[Records contained in a dataset]
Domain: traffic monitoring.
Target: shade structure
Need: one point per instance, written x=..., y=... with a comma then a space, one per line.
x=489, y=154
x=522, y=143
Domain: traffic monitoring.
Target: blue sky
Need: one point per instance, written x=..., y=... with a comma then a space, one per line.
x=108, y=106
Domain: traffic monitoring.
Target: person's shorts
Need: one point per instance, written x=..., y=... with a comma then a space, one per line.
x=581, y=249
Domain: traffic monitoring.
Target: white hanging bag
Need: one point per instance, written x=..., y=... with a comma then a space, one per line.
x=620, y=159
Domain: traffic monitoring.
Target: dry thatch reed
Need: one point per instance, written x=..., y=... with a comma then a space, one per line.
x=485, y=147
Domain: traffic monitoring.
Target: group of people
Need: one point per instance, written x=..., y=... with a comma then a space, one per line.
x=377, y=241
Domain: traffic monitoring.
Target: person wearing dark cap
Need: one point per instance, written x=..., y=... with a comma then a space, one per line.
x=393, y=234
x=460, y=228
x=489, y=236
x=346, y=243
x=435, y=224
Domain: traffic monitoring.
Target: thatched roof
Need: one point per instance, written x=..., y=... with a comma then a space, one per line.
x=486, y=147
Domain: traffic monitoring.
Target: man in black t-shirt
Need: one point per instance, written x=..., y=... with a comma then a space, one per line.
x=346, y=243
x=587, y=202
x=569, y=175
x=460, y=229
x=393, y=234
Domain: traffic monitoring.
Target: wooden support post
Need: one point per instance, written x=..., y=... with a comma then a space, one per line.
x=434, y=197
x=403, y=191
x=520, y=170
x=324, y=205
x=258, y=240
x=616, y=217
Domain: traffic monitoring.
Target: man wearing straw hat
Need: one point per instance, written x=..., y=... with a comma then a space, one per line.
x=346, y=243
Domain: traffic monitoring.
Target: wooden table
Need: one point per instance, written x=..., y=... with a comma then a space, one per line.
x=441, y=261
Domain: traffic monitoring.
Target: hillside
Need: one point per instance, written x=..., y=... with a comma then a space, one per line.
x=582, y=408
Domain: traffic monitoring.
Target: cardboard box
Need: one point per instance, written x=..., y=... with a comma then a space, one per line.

▶ **TASK DIRECTIONS**: Starting at the beginning of the records and ending at the line that contains "x=108, y=106", write those lines out again with the requests included, and shift every x and y coordinate in the answers by adding 110 to it.

▶ **RESULT OF THIS EXERCISE**:
Domain: traffic monitoring.
Target: shade structure
Need: one point per instance, written x=..., y=... with a comma then a space, one per line.
x=599, y=264
x=632, y=253
Domain: traffic monitoring.
Target: blue sky
Need: one point per instance, written x=..., y=... with a comma then a space, one per line.
x=218, y=216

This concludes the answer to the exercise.